## QUOTED PASSAGE

The lost world of Billy Graham

The mainstream to which [Billy] Graham and the Evangelicals of his day spoke to were more reachable because they shared a common culture, with a more or less common set of assumptions. Graham’s message echoed in the hearts and minds of Americans who heard it, even if they rejected it. You may not have responded favorably to Graham’s appeal, but you knew what he was talking about.

Today, not so much. Moreover, theological conservatism is highly contested even within Evangelicalism. On the one hand, among many, it has become thoroughly entwined with political conservatism, in a way that makes it toxic to many. Billy Graham avoided the Falwell-Robertson kind of political engagement, and after having been burned by his close association with Richard Nixon, made a special point of staying clear from politics. Today, though, it’s hard to disassociate the Evangelical “brand” from hardcore GOP activism.

## SET OF TASKS
**A)** Answer these from the Billy Graham passage:
(i) What made the mainstream of Graham's day more reachable?
(ii) Whose close association burned Graham?
(iii) What kind of political engagement did Graham avoid?
**B)** Reproduce the Billy Graham passage word for word from "The lost world" to "was talking about.".

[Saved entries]
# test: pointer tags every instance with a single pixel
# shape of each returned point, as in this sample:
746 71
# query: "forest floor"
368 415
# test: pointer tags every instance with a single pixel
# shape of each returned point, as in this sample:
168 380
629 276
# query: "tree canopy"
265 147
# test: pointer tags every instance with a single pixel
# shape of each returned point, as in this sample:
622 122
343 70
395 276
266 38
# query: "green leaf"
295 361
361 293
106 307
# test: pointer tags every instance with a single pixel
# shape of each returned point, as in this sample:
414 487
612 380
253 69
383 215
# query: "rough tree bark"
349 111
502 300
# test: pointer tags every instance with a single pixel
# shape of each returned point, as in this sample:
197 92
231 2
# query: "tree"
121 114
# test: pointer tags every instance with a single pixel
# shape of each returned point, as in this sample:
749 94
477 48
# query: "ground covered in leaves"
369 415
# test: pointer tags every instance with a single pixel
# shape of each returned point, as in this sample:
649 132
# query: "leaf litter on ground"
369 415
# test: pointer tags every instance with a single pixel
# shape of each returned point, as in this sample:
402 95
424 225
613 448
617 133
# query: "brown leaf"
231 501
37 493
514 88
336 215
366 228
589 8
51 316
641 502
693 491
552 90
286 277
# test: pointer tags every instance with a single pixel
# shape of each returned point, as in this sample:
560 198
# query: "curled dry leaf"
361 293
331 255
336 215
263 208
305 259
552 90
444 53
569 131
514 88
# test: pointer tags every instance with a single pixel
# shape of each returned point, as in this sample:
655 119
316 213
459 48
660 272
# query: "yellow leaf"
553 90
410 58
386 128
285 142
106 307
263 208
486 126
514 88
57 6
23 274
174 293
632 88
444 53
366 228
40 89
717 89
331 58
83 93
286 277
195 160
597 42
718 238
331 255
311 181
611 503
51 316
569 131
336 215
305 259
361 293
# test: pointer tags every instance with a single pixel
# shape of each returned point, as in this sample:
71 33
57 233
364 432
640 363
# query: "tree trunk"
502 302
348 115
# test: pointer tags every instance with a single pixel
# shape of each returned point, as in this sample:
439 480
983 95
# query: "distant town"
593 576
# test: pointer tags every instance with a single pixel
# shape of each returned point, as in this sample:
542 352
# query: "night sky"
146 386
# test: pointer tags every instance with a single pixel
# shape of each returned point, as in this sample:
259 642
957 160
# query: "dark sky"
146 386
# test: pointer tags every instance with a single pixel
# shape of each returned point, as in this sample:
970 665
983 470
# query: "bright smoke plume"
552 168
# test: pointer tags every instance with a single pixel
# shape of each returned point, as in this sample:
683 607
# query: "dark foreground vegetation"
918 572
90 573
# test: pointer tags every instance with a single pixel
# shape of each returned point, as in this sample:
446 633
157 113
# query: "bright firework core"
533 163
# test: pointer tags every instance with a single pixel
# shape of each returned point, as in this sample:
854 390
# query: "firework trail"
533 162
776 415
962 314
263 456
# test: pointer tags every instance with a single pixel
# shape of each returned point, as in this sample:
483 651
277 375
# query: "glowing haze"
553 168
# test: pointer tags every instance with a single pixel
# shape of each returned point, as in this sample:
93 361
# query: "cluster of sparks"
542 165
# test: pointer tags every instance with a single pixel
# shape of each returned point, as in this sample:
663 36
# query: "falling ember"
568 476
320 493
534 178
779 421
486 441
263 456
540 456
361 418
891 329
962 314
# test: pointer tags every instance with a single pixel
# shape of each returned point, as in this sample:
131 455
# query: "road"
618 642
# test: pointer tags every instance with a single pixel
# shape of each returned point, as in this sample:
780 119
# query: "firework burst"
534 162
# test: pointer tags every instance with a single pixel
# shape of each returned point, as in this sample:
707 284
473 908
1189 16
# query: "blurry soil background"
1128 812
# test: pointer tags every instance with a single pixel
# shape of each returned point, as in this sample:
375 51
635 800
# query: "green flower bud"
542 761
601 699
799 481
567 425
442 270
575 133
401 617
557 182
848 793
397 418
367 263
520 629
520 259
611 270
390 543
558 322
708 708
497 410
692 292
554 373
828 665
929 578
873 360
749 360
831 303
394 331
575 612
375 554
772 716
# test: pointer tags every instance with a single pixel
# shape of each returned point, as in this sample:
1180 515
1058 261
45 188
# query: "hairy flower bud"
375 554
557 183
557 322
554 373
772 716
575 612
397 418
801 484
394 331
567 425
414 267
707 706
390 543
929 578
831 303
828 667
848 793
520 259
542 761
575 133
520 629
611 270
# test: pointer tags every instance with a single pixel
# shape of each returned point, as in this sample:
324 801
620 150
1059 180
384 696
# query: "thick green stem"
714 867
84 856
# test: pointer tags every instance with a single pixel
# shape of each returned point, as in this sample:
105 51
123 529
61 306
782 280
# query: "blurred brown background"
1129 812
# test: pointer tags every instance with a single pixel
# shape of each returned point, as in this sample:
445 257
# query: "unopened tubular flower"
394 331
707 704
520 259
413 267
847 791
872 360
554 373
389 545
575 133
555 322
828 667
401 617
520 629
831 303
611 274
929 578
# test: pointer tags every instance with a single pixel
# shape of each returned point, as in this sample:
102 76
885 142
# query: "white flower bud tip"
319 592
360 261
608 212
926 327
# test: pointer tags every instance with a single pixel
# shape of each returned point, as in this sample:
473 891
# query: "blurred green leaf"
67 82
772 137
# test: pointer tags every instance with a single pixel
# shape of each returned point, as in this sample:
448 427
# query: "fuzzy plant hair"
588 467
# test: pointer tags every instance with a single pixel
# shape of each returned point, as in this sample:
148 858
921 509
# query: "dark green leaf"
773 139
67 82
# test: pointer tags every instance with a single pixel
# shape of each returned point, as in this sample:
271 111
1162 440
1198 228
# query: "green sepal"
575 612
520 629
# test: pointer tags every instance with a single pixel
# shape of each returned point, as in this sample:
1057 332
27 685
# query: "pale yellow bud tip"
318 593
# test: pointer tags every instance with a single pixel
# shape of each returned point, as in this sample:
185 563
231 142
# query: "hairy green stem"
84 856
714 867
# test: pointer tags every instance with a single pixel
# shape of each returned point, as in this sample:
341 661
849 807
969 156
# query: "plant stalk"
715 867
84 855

## TASK-BY-TASK SOLUTIONS
**A)**
(i) They shared a common culture, with a more or less common set of assumptions.
(ii) Richard Nixon's.
(iii) The Falwell-Robertson kind.

**B)**
The lost world of Billy Graham

The mainstream to which [Billy] Graham and the Evangelicals of his day spoke to were more reachable because they shared a common culture, with a more or less common set of assumptions. Graham’s message echoed in the hearts and minds of Americans who heard it, even if they rejected it. You may not have responded favorably to Graham’s appeal, but you knew what he was talking about.